_WHAT IS BEING ASKED:_ Reproduce all of the data below line for line, without changing anything, and leave any pictures out of your answer.

● ● ● ● ●

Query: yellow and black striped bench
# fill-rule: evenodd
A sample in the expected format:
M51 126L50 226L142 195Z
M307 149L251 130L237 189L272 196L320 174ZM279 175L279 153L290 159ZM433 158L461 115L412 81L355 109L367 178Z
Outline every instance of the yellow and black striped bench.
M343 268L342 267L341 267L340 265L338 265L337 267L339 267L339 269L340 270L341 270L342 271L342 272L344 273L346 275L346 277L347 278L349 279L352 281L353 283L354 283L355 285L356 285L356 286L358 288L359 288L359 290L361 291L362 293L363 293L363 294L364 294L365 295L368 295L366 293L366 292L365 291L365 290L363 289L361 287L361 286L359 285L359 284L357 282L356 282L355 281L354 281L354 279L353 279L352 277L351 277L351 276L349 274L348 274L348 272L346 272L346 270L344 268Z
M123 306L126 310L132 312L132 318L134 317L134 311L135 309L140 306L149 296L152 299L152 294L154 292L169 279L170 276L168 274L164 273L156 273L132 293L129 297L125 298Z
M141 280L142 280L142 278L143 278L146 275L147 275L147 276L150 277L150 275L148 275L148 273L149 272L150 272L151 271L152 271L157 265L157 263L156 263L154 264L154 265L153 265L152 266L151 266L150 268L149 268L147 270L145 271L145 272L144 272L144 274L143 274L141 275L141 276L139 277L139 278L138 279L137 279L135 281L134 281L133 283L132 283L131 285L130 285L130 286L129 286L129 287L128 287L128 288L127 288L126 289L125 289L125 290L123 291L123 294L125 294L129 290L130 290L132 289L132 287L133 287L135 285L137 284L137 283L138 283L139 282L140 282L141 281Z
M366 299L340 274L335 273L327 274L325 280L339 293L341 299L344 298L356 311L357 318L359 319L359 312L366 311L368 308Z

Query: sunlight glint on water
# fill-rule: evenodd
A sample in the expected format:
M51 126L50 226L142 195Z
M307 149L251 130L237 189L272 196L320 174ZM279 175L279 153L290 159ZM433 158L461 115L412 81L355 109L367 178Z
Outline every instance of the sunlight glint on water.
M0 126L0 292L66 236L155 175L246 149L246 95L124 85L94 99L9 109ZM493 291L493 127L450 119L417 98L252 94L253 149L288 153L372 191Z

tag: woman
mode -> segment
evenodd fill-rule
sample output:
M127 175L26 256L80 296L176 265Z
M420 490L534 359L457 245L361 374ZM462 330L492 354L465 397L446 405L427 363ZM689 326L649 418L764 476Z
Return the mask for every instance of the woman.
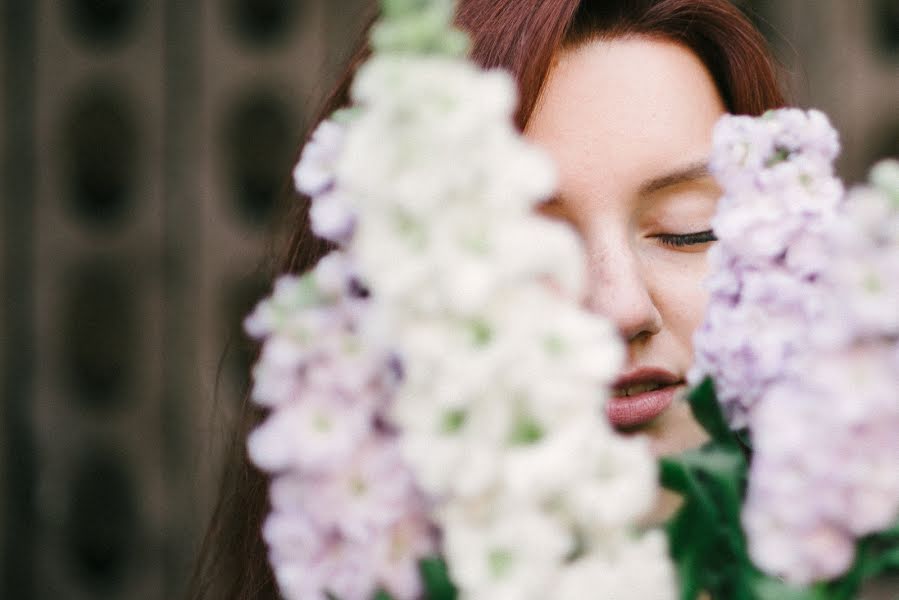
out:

● ● ● ● ●

_EXERCISE RESPONSE:_
Query: yellow and black striped bench
# fill-rule: evenodd
A sample in the expected format:
M51 126L50 226L142 195Z
M307 149L251 130L237 189L272 196L320 174ZM279 175L279 153L290 159ZM433 158L461 115L412 81L355 109L367 178Z
Outline every instance of the yellow and black striped bench.
M343 268L342 267L341 267L340 265L338 265L337 267L339 267L339 269L340 270L341 270L342 271L342 272L344 273L346 275L346 277L347 278L349 279L352 281L353 283L354 283L355 285L356 285L356 286L358 288L359 288L359 290L361 291L362 293L363 293L363 294L364 294L365 295L368 295L366 293L366 292L365 291L365 290L363 289L361 287L361 286L359 285L359 284L357 282L356 282L355 281L354 281L354 279L353 279L352 277L351 277L351 276L349 274L348 274L348 272L346 272L346 270L344 268Z
M123 306L126 310L132 312L132 318L134 317L134 311L135 309L140 306L149 296L152 299L152 294L154 292L169 279L170 276L168 274L164 273L156 273L132 293L129 297L125 298Z
M141 280L142 280L142 278L143 278L146 275L147 275L147 276L150 277L150 275L148 275L148 273L149 272L150 272L151 271L152 271L157 265L157 263L156 263L154 264L154 265L153 265L152 266L151 266L150 268L149 268L147 270L145 271L145 272L144 272L144 274L143 274L141 275L141 276L139 277L139 278L138 279L137 279L135 281L134 281L133 283L132 283L131 285L130 285L130 286L129 286L129 287L128 287L128 288L127 288L126 289L125 289L125 290L123 291L123 294L125 294L129 290L130 290L132 289L132 287L133 287L135 285L137 284L137 283L138 283L139 282L140 282L141 281Z
M366 299L340 274L335 273L327 274L325 280L339 293L341 299L344 298L356 311L357 318L359 319L359 312L366 311L368 308Z

Query: sunlight glint on water
# fill-rule: evenodd
A sample in the expected format:
M51 126L50 226L142 195Z
M307 149L251 130L237 189L272 196L320 174ZM279 175L279 153L290 159ZM433 158L461 115L412 81L355 109L367 178Z
Outline every instance of the sunlight glint on water.
M0 126L0 292L66 236L155 175L246 149L246 95L124 85L94 99L9 109ZM493 291L493 127L450 119L417 98L252 94L253 149L288 153L372 191Z

tag: woman
mode -> segment
evenodd fill-rule
sample output:
M127 175L26 256L80 296L176 265Z
M420 490L534 359L457 245L361 374ZM462 330L492 354L465 397L446 405L427 363ZM689 326L649 418L764 476Z
Return the mask for every instance of the woman.
out:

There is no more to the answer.